» **Required action A**:
From the Pittsburgh church passage, list every fact it states about the Monumental Baptist Church.
» **Required action B**:
Answer these from the Pittsburgh church passage:
(i) Who introduced Stiglitz?
(ii) Why was Stiglitz fired from the World Bank?
(iii) How many countries did Stiglitz say were on the outside of the G20's deliberations?

START Extract to read

As the afternoon sessions drew to a close, a group of us got a ride up to the Monumental Baptist Church in The Hill district. Literally near the top of the hill near the center of downtown Pittsburgh, the 100-year-old African American church, with a long legacy of involvement in social justice causes, had offered its grounds for a ‘Tent City’ of out-of-town protestors.

This afternoon, the church had also opened its sanctuary for a speech by Joseph Stiglitz, economist and Nobel laureate. A former top insider with the World Bank, Stiglitz was fired from that body for exposing and speaking out against the disastrous impact of its policies in many parts of the world. When combined with his critique of the Obama administration’s more dubious concessions and Wall Street bailouts, he has gained rock star status among global justice activists.

stigliz

After an introduction by John Nichols of The Nation, Stiglitz made a small concession to the G20 by noting that adding a few countries was better than the G8, but still, some 170 countries around the world were on the outside of these deliberations.

END Extract to read
START Dataset content

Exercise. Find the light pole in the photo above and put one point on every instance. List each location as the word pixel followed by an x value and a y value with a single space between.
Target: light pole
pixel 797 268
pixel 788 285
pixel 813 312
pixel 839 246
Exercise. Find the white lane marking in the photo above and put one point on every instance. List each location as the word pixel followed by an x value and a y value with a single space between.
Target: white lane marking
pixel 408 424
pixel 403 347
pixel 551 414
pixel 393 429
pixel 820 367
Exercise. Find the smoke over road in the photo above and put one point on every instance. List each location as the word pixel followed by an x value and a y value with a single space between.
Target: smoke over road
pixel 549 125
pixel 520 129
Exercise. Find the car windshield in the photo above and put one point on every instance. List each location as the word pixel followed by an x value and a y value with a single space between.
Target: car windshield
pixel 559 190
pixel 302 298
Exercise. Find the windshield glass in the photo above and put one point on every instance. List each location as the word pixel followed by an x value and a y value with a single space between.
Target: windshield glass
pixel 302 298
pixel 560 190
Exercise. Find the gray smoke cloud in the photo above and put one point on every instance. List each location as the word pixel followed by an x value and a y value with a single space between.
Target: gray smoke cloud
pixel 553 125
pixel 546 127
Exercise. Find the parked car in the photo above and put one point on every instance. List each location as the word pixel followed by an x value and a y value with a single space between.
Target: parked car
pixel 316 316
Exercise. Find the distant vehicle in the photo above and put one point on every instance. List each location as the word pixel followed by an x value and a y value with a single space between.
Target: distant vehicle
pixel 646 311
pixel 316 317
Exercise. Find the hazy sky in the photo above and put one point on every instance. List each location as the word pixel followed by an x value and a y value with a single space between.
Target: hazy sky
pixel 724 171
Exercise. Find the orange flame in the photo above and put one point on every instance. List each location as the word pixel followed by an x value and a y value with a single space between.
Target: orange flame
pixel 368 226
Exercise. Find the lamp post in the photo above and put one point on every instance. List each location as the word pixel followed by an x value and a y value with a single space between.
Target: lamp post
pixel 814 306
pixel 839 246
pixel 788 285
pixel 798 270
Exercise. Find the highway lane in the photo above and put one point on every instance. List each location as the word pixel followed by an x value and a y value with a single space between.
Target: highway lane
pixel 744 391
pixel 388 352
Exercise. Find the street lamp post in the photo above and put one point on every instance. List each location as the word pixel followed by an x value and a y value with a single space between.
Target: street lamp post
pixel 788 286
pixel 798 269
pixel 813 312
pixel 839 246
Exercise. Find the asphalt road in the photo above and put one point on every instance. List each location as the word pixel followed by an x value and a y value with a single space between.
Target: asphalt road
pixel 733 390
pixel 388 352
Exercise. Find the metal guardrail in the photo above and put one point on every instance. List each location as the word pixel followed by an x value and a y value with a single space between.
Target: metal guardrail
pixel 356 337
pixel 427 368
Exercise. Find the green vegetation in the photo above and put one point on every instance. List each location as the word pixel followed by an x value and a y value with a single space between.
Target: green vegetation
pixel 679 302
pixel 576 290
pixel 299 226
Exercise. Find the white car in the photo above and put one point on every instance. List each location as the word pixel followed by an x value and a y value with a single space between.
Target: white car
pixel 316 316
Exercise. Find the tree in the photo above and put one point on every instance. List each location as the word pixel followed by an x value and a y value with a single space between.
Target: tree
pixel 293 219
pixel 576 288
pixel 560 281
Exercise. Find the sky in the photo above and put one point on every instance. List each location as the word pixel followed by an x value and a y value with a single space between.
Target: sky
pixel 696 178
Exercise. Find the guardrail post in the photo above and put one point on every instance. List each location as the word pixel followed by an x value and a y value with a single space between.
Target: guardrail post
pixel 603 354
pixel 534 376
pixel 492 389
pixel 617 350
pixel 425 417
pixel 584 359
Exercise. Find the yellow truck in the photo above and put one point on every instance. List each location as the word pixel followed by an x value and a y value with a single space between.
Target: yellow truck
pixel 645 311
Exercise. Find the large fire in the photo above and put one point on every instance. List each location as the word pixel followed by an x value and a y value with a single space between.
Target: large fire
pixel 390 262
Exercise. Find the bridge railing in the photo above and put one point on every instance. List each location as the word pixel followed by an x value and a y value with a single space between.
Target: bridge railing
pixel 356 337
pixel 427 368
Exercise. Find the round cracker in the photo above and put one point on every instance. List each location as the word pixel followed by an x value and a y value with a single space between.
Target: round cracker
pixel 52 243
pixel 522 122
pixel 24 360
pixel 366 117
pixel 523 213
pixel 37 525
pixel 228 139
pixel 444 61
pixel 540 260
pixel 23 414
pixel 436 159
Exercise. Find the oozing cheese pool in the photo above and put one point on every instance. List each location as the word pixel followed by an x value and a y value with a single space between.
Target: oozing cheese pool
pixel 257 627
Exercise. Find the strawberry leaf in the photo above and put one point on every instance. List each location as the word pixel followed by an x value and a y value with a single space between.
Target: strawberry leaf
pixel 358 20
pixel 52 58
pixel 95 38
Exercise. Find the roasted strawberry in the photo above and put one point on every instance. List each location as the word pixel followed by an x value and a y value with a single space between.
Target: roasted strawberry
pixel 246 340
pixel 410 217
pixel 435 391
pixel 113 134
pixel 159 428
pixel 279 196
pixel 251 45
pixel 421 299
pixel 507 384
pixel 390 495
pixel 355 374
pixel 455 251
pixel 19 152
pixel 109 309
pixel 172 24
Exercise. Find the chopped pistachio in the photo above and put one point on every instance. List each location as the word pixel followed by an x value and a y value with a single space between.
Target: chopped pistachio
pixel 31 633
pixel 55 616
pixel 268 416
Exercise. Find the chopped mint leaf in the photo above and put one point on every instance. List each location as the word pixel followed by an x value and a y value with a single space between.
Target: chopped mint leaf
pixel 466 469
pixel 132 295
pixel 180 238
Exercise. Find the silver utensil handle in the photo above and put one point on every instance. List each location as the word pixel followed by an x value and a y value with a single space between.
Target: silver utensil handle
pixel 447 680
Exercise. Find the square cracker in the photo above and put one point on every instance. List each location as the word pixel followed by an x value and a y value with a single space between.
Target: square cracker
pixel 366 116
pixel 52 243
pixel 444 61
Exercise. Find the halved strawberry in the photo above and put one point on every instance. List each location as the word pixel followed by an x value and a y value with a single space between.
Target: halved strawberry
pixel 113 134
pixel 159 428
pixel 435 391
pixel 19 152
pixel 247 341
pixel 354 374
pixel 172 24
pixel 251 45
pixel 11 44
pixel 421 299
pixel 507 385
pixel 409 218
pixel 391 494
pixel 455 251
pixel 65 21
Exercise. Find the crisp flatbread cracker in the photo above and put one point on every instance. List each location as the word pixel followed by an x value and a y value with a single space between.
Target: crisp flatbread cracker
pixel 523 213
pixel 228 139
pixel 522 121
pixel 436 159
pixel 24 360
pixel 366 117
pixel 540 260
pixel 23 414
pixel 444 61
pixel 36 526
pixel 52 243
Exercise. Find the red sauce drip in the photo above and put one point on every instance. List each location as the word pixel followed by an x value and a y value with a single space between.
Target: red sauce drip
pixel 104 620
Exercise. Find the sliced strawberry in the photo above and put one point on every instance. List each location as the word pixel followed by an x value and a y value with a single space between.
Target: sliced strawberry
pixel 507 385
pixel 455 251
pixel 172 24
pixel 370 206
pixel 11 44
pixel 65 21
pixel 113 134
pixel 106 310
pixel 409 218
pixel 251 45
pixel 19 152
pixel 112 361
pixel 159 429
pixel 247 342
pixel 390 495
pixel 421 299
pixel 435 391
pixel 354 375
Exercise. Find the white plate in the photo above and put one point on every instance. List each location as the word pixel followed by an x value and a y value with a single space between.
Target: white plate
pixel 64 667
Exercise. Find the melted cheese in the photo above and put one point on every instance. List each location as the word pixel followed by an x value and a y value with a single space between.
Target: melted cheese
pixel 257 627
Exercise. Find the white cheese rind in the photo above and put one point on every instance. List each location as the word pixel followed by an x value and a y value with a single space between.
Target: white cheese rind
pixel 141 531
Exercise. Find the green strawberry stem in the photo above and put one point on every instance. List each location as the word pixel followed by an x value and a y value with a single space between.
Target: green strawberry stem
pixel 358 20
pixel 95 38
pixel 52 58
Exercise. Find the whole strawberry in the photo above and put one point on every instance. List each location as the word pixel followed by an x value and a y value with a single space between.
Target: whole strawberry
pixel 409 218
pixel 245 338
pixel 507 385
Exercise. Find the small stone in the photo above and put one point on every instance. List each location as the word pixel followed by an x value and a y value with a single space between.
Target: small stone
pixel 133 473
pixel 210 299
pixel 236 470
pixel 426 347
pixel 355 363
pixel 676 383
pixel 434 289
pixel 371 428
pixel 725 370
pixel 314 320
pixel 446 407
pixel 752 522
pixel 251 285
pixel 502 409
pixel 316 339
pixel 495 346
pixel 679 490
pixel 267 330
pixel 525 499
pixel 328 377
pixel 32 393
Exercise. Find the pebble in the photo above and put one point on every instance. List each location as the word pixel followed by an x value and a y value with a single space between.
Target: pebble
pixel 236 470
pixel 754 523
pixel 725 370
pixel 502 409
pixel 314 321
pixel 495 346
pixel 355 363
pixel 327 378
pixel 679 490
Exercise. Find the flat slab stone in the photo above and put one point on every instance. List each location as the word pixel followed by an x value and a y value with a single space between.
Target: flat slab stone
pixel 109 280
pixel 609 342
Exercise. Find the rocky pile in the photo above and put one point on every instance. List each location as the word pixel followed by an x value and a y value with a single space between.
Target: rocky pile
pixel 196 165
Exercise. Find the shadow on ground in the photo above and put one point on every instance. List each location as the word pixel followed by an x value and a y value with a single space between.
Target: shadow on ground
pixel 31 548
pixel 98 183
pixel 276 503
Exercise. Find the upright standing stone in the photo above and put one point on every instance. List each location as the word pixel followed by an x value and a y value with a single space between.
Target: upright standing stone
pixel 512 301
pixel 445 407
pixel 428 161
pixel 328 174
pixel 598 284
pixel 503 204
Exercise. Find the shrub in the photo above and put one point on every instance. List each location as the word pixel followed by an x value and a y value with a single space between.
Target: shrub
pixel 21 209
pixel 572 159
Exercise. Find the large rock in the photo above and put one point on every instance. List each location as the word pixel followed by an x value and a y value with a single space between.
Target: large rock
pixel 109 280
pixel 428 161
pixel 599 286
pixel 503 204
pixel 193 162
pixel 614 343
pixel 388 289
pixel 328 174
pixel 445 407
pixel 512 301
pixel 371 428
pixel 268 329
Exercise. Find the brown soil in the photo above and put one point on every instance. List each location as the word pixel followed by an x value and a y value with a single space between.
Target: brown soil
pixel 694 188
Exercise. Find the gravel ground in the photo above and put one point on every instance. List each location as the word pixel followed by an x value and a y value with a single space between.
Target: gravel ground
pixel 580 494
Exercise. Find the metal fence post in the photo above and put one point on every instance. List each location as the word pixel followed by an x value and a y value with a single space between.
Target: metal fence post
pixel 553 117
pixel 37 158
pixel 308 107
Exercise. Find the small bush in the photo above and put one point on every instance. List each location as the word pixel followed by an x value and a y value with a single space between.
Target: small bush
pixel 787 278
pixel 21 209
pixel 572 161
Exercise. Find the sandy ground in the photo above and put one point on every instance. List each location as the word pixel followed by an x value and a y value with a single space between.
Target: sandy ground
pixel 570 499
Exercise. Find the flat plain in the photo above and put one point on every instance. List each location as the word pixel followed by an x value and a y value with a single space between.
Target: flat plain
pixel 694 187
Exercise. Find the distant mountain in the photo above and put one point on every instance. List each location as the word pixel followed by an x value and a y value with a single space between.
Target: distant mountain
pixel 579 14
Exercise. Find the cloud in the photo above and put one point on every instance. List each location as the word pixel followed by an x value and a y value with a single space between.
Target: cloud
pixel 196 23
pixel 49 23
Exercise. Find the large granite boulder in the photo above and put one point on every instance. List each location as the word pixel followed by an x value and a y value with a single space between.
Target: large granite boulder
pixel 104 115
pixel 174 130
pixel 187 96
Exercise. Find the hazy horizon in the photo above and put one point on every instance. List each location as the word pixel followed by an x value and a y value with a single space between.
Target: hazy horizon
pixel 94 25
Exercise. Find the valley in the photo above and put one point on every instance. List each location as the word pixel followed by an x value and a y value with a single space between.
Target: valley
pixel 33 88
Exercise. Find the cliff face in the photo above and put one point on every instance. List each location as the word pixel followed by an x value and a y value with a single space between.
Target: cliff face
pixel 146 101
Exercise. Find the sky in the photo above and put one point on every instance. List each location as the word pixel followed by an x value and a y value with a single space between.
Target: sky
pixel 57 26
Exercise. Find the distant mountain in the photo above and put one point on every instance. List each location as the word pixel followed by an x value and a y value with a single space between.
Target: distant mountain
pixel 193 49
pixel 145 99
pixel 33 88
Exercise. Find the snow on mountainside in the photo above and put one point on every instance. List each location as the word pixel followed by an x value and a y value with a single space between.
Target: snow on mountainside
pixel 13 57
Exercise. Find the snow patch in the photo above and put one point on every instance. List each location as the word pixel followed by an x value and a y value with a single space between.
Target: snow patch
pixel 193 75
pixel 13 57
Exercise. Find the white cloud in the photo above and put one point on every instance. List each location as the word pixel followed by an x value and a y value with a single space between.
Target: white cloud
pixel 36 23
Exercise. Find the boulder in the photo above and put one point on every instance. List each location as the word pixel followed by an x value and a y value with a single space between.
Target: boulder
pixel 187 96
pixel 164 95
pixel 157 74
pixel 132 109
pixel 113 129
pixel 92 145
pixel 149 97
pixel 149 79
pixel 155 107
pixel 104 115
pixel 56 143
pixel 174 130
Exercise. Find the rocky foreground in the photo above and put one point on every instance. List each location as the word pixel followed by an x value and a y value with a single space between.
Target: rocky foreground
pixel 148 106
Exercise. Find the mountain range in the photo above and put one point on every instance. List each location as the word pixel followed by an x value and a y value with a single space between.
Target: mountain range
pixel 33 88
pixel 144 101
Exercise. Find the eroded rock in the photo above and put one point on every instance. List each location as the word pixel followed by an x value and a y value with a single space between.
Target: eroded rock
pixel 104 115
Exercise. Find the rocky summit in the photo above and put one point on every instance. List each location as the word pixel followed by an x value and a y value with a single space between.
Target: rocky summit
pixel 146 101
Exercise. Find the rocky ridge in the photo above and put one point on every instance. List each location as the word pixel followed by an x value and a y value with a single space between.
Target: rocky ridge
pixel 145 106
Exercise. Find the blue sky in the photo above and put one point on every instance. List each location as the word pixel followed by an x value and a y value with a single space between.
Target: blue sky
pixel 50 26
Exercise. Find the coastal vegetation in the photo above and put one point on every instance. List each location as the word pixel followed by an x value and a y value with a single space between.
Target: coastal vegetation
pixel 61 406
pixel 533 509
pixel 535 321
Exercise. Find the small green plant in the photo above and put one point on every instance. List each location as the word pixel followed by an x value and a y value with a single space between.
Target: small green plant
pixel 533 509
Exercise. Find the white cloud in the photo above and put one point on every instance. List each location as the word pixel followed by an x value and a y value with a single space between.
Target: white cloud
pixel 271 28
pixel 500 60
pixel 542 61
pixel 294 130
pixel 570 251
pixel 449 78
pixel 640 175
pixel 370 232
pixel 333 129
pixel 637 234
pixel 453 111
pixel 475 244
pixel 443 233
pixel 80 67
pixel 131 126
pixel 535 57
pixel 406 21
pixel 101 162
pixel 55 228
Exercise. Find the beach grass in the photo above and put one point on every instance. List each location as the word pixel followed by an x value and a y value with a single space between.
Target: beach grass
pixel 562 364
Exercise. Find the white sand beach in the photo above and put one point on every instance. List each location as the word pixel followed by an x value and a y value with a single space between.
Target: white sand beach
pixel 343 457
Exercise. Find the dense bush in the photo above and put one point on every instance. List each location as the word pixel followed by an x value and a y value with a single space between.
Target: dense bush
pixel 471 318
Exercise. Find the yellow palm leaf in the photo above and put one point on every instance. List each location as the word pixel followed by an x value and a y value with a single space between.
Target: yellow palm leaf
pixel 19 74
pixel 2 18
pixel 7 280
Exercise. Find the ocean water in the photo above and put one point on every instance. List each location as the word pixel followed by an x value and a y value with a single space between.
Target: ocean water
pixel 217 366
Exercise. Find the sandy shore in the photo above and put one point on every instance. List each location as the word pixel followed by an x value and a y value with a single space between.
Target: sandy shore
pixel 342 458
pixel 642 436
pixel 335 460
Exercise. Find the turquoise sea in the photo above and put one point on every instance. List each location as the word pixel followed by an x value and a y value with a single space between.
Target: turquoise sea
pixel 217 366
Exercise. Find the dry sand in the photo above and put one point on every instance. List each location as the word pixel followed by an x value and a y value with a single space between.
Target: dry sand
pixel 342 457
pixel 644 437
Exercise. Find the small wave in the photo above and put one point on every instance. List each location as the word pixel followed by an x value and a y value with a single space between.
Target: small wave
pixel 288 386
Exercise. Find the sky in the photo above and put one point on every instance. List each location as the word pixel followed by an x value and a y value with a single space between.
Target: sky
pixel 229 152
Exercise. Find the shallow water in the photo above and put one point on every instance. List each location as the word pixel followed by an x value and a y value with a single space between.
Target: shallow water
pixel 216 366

END Dataset content

» **Your solution A**:
- It is in The Hill district.
- It stands near the top of the hill near the center of downtown Pittsburgh.
- It is 100 years old.
- It is an African American church.
- It has a long legacy of involvement in social justice causes.
- It offered its grounds for a "Tent City" of out-of-town protestors.
- It opened its sanctuary for a speech by Joseph Stiglitz.

» **Your solution B**:
(i) John Nichols of The Nation.
(ii) He exposed and spoke out against the disastrous impact of its policies in many parts of the world.
(iii) Some 170 countries.